Transcribe the data below line for line, leaving out the pictures.

## Begin INFORMATION SUPPLIED

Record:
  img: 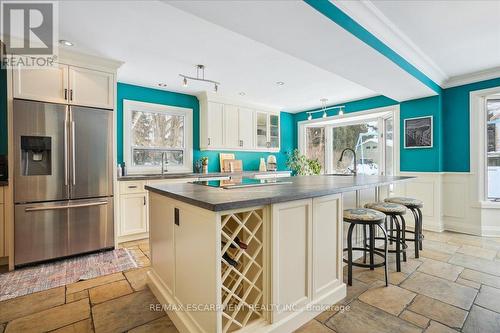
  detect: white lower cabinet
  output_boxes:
[271,195,342,323]
[115,178,197,243]
[120,193,148,236]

## End INFORMATION SUPPLIED

IN RESPONSE ▸
Record:
  img: 
  detect: white lower cabinet
  output_boxes:
[271,195,342,323]
[115,178,197,243]
[120,193,148,236]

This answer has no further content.